• _Given problem A_:
In the customer service article below, restate the paragraph beginning "But the problem of retailers" more briefly, keeping its main facts.

Is Technology Success Killing Customer Service?
Written by Evan SchumanWeb automation is allowing retailers to hide from their customers and it’s also allowing unhappy customers to be hidden from the retailer. Is this becoming the classic lose-lose situation?
When Walmart.com recently touted its Web technology as the reason it was no longer going to tell customers its phone number, it raised eyebrows. That move followed Amazon.com severely limiting access to its customer service phone number.
But the problem of retailers relying too much on technology and cutting off customer feedback is only half the problem. Customer service outsource companies are finding it quite easy now to interpret policies however they want and to then hide unhappy customers from their retail clients.
Y’see, retailers, cutting off phone contact with customers doesn’t only prevent them from bugging your people and taking up their time. It also prevents your people from hearing what your customers are trying to tell you.

• _Given problem B_:
Give the lines of the records as a Markdown table with columns Row and Line, omitting blank lines. Include only the lines from the line with "job: trace the outline of every instance of the bridge" up to and including the last line of the records.

• _Shape boundary records_:
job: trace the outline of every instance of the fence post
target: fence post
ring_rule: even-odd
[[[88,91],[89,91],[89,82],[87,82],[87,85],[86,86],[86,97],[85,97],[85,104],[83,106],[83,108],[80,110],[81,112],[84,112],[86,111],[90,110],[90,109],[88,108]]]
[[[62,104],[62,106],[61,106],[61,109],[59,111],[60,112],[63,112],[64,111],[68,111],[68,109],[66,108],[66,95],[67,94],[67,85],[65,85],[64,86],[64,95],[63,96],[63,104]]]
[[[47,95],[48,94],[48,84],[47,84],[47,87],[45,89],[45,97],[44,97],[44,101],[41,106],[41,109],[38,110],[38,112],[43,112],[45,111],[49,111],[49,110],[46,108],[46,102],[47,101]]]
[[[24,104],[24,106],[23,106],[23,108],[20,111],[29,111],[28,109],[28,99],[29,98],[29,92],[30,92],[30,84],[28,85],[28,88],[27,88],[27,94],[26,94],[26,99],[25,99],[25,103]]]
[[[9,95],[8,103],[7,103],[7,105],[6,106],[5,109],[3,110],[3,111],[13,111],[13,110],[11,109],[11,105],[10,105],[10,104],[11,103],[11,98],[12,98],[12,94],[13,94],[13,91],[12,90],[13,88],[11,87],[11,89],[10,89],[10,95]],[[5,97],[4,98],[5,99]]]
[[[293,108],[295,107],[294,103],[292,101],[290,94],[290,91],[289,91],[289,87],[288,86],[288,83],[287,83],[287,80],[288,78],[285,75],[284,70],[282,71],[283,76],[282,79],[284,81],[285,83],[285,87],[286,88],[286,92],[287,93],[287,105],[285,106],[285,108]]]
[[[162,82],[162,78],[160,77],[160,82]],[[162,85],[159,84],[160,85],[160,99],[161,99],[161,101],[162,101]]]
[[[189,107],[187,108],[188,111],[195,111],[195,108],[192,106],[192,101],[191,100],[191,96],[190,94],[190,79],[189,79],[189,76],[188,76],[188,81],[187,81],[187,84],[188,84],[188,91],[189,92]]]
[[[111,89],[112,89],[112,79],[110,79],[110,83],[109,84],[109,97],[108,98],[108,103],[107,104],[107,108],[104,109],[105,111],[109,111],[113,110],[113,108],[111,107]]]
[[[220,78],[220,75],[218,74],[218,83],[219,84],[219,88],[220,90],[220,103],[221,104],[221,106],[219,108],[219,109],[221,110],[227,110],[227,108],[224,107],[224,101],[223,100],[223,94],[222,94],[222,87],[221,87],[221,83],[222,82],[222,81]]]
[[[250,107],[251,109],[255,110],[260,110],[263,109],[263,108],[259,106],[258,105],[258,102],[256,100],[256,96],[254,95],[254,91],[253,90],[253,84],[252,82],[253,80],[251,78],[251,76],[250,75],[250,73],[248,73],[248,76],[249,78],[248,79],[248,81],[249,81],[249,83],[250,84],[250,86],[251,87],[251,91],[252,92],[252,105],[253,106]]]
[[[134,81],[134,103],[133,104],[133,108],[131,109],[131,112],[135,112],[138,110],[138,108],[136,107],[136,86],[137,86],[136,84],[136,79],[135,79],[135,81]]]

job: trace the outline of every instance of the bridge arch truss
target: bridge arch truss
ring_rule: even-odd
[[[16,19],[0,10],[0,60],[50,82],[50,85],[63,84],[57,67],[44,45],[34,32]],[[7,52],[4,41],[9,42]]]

• _Worked answer A_:
Retailers leaning too heavily on technology and shutting out customer feedback is only part of the problem. Outsourced customer service firms can now easily read policies as they please and keep unhappy customers hidden from the retailers they work for.

• _Worked answer B_:
| Row | Line |
|---|---|
| 1 | job: trace the outline of every instance of the bridge arch truss |
| 2 | target: bridge arch truss |
| 3 | ring_rule: even-odd |
| 4 | [[[16,19],[0,10],[0,60],[50,82],[50,85],[63,84],[57,67],[44,45],[34,32]],[[7,52],[4,41],[9,42]]] |